[Data listing]
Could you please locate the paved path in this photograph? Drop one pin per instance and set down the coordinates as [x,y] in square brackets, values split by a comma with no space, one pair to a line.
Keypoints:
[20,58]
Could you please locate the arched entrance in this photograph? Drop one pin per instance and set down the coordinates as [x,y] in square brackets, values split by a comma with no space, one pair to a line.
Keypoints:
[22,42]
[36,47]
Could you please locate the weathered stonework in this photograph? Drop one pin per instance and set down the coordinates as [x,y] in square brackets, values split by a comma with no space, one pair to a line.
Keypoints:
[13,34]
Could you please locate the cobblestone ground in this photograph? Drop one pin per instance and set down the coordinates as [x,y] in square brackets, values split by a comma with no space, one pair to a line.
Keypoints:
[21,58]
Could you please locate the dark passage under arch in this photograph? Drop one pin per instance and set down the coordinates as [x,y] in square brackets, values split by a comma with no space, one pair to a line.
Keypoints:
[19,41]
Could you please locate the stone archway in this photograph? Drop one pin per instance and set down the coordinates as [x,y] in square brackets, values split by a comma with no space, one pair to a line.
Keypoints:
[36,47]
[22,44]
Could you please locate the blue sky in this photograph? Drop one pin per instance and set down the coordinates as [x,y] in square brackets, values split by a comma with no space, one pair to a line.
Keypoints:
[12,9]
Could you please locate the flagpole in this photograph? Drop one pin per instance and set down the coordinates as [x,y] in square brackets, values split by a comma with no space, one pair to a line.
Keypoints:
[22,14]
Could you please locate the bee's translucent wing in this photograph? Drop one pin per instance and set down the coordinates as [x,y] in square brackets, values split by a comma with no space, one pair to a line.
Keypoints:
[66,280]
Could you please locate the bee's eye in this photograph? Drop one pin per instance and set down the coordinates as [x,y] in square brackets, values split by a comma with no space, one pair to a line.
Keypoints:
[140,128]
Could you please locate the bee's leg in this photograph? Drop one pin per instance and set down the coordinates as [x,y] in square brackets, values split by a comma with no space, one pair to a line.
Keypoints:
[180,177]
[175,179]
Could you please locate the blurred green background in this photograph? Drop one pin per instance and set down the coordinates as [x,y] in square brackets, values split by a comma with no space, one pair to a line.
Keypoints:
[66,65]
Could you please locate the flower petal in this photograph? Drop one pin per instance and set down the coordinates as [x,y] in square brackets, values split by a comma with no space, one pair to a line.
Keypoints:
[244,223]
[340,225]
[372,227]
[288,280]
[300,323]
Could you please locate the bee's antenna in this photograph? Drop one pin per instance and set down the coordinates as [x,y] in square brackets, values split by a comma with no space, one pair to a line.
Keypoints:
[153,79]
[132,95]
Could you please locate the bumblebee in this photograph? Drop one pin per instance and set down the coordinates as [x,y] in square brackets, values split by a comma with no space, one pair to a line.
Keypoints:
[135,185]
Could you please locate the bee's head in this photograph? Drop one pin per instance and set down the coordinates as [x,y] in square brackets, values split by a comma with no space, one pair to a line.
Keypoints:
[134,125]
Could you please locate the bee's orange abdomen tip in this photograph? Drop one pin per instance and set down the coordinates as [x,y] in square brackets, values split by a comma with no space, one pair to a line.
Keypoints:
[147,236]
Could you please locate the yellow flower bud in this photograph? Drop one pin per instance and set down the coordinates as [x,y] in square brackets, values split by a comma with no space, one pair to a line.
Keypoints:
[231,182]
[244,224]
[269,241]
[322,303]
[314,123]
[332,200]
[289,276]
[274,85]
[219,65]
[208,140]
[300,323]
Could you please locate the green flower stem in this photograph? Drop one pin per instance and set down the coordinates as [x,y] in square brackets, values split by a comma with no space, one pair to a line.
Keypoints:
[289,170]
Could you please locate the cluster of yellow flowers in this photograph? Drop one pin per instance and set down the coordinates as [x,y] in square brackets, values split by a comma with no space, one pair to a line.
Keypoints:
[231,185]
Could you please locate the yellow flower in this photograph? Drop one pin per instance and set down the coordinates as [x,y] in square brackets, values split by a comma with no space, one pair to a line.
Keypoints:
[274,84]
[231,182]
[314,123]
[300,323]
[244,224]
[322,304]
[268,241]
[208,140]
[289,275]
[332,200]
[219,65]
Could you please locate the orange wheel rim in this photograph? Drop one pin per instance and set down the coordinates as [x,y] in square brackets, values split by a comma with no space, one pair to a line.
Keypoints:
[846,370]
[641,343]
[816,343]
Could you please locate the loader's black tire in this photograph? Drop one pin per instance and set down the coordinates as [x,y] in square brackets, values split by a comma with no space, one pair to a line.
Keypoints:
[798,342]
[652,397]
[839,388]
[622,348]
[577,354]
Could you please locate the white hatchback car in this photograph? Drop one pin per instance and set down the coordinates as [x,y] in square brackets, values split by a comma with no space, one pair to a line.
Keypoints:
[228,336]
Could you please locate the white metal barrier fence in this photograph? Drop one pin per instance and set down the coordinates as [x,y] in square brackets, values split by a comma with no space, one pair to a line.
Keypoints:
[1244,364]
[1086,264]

*Your task*
Copy out the whole listing above word for word, keeping every line in its original order.

*Result of the task*
Could you please locate the paved path in this photograph? Drop one pin per instance and set down the coordinates as [x,y] in square brackets, values split by a comma with no space, one pair to a line.
Keypoints:
[20,58]
Could you please locate the arched entrance in this photograph? Drop one pin per instance and set down the coordinates as [x,y] in square brackets, values split by a comma with no space, one pair to a line.
Keypoints:
[22,42]
[36,47]
Could you please locate the weathered stonework in this photograph? Drop one pin per instance and set down the coordinates as [x,y] in square brackets, values split by a comma with no space, one pair to a line.
Keypoints:
[13,34]
Could you please locate the cobblestone ground in this photograph? Drop one pin per instance and set down the coordinates as [x,y] in square brackets, values split by a comma with no space, one pair to a line.
Keypoints:
[21,58]
Could you please locate the dark passage under arch in this photograph? Drop one pin per instance and set down the coordinates as [x,y] in square brackets, values split by a comma with no space, one pair to a line.
Keypoints:
[19,41]
Could you please locate the stone archway in this photograph? Drop one pin per instance and set down the coordinates as [x,y] in square brackets, values split by a comma with no space, one pair to a line.
Keypoints:
[36,47]
[22,44]
Could you please locate the blue sky in this photograph? Drop one pin per instance and set down the coordinates as [x,y] in square brackets, values split by a comma with no space, one pair to a line.
Keypoints:
[12,9]
Could you please locate the flagpole in this photograph? Drop one pin per instance and set down the coordinates as [x,y] in square brackets, values split by a comma with no space, one pair to a line.
Keypoints:
[22,14]
Could you please locate the bee's translucent wing in this photograph? Drop one pin per instance and set down the coordinates as [x,y] in square brackets, values split by a comma with no space, one pair to a line.
Keypoints:
[66,280]
Could you please locate the bee's eye in this photograph? Drop one pin per instance and set down the coordinates as [x,y] in square brackets, values split by a comma with no space, one pair to a line.
Keypoints:
[140,128]
Could you please locate the bee's leg in this photograph? Drop one pin per instance and set down the coordinates as [x,y] in square brackets, values split by a comma with no space, one pair to a line.
Keypoints:
[180,177]
[175,179]
Could you please locate the blurred green background in this photograph? Drop one pin per instance and set down the coordinates as [x,y] in square brackets, values split by a comma with no space, one pair to a line.
Keypoints:
[66,65]
Could you please locate the flower petal in this photograph? Drop one pin per instance and set down the coordinates as [x,y] in square brackets, values split by a comma with no space, one pair to a line.
Keypoints:
[244,223]
[340,225]
[372,227]
[288,280]
[300,323]
Could you please locate the bee's antenna in this photograph? Drop one pin per instance and set down the coordinates as [x,y] in square brackets, values split by a comma with no space, one pair to a line.
Keypoints:
[153,79]
[132,95]
Could you please locate the bumblebee in this photograph? Drop one pin per instance and set down the coordinates as [x,y] in square brackets, values split by a comma with no space, one pair to a line.
Keypoints:
[135,185]
Could you please locate the bee's head in this photograph? Drop one pin per instance and set down the coordinates as [x,y] in square brackets, values split by a comma with no space, one pair to a line.
Keypoints:
[134,125]
Could you please locate the bee's orange abdomen tip in this photograph? Drop one pin per instance and set down the coordinates as [x,y] in square brackets, values split by a comma with no space, one pair to a line.
Keypoints:
[147,236]
Could you please locate the yellow flower bud in this photograph? Drop one pin per instance and set down the coordinates as [x,y] in square brackets, values split by a comma with no space, one pair to a line.
Keypoints:
[231,182]
[244,224]
[269,241]
[322,303]
[314,123]
[332,200]
[289,276]
[274,85]
[219,65]
[208,140]
[300,323]
Could you please locate the green flower stem in this photograph? Drop one pin per instance and set down the coordinates as [x,y] in square brackets, values split by a comma with no space, one pair to a line.
Keypoints:
[289,170]
Could you please locate the cluster of yellow flowers in this photograph? Drop one pin per instance and set down the coordinates as [x,y] in square brackets, values split by a comma with no space, one pair to a line.
Keypoints:
[231,185]
Could you please locate the yellow flower in this photograph? Drop one pin per instance and set down the coordinates as [x,y] in square brackets, values split by a comma with no space, one pair to a line.
Keypoints:
[274,84]
[231,182]
[314,123]
[300,323]
[244,224]
[322,304]
[268,241]
[208,140]
[289,275]
[332,200]
[219,65]
Could you please locate the orange wheel rim in this photograph? Drop one pin per instance and set down the coordinates as [x,y] in square brackets, values split by a comma with no space, one pair to a line.
Keypoints:
[846,370]
[641,343]
[816,343]
Could you please locate the loader's black tire in this photograph? Drop one pin per instance and set down the coordinates as [x,y] in square brackets, values split by a comma with no space, one pair to a line.
Keypoints:
[798,342]
[652,397]
[839,388]
[622,348]
[577,354]
Could you please locate the white hatchback car in this photograph? Drop one pin per instance and set down the coordinates as [x,y] in square brackets, values split by a comma with no space, one pair to a line.
Keypoints:
[228,336]
Could you please locate the white metal barrier fence in this photograph? Drop one pin per instance and set down the coordinates as [x,y] in square brackets, values split by a comma with no space, one pair to a line.
Keypoints:
[1244,364]
[1086,264]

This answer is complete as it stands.